[Items taken from a collection]
──────

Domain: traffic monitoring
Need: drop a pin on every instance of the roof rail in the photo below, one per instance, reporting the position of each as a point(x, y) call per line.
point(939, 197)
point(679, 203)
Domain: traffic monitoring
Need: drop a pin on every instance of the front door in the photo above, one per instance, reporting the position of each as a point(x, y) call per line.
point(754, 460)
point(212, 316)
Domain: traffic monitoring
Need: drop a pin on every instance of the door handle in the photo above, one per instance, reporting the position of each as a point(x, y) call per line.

──────

— PROBLEM REQUIREMENTS —
Output every line of the items above without any changes.

— WRITTEN ANSWER —
Domain: traffic monitoring
Need: drop a pin on every instance of the roof rail in the photo below, one per instance, reporting the position of each as a point(x, y) call per line.
point(939, 197)
point(679, 203)
Domain: traffic monitoring
Need: drop a pin on every instance of the front door in the photo above, one per instance, reporting the position of each as a point(x, y) call per line.
point(754, 460)
point(212, 316)
Domain: traffic monitoring
Need: drop a pin on every instance of the door handle in the photo above, one per instance, reporting the position of each as a point(x, y) call per line.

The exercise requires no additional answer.